▼

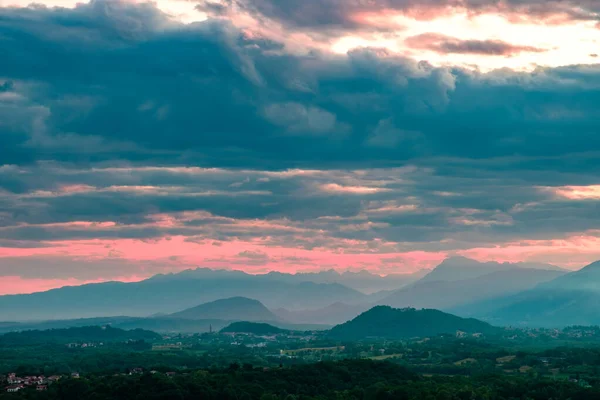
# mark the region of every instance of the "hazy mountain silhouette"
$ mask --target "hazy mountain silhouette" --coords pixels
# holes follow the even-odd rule
[[[510,269],[533,269],[547,271],[563,271],[564,269],[550,264],[539,263],[498,263],[498,262],[479,262],[466,257],[450,257],[442,261],[429,274],[419,280],[418,283],[425,282],[454,282],[465,279],[474,279],[492,272],[506,271]]]
[[[400,339],[439,334],[491,333],[497,331],[486,322],[460,318],[438,310],[396,309],[377,306],[351,321],[337,325],[330,337],[342,340],[360,340],[369,337]]]
[[[278,308],[273,312],[281,319],[296,324],[341,324],[356,317],[360,313],[368,310],[366,304],[345,304],[334,303],[327,307],[312,310],[290,311],[285,308]]]
[[[266,274],[266,276],[289,283],[339,283],[363,293],[372,294],[385,290],[399,289],[403,286],[418,281],[427,273],[429,273],[429,270],[424,269],[411,274],[390,274],[386,276],[380,276],[366,270],[357,272],[345,271],[340,273],[330,269],[321,272],[300,272],[296,274],[269,272]]]
[[[365,302],[363,293],[338,283],[289,283],[239,271],[190,270],[135,282],[64,287],[0,296],[0,320],[48,320],[173,313],[228,297],[248,297],[267,307],[310,309],[335,302]]]
[[[260,301],[246,297],[215,300],[170,314],[179,319],[222,319],[227,321],[276,321],[279,319]]]
[[[485,266],[481,270],[485,270]],[[463,280],[423,279],[392,293],[379,301],[379,304],[399,308],[417,307],[448,310],[462,304],[516,294],[565,274],[563,271],[525,268],[507,269],[504,266],[502,269],[493,266],[491,271],[482,275],[479,275],[481,271],[477,271],[478,276]],[[463,276],[468,275],[464,274]]]
[[[281,329],[267,323],[240,321],[233,322],[221,329],[223,333],[251,333],[253,335],[275,335],[289,333],[287,329]]]
[[[470,310],[469,310],[470,309]],[[462,310],[511,325],[600,324],[600,261],[514,296]]]

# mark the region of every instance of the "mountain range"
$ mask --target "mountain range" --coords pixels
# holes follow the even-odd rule
[[[515,295],[458,309],[502,325],[561,327],[600,324],[600,262]]]
[[[394,285],[400,287],[388,289]],[[374,288],[381,290],[370,292]],[[438,309],[495,325],[599,324],[600,262],[569,272],[549,264],[453,257],[420,278],[331,270],[251,275],[199,268],[136,283],[0,296],[0,321],[51,325],[50,320],[103,317],[115,326],[160,332],[220,329],[240,320],[322,327],[346,322],[378,305]],[[0,329],[13,325],[0,323]]]

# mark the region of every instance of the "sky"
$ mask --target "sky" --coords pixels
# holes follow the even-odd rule
[[[0,294],[600,259],[596,0],[0,0]]]

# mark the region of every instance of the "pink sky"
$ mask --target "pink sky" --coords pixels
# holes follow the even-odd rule
[[[30,3],[0,0],[0,38],[114,75],[10,53],[0,295],[196,267],[600,259],[594,1]]]

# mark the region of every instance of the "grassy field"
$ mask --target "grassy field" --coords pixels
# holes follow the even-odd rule
[[[346,347],[344,346],[336,346],[336,347],[304,347],[302,349],[294,349],[294,350],[281,350],[281,354],[285,354],[287,356],[289,355],[294,355],[294,354],[298,354],[298,353],[304,353],[304,352],[311,352],[311,353],[317,353],[317,352],[323,352],[323,351],[335,351],[335,352],[339,352],[339,351],[344,351],[346,349]]]

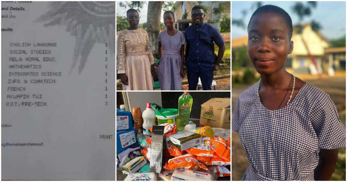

▲

WRITTEN EXERCISE »
Pick out each line of the records that contains the word "region".

ANSWER TO THIS EXERCISE »
# mark the region of every instance of the "hazy mountain silhouette"
# mark the region of every instance of the "mountain range"
# mark the region of every instance of the "sky"
# mark the region of every instance of the "pink sky"
# mark the region of every instance of the "grassy field"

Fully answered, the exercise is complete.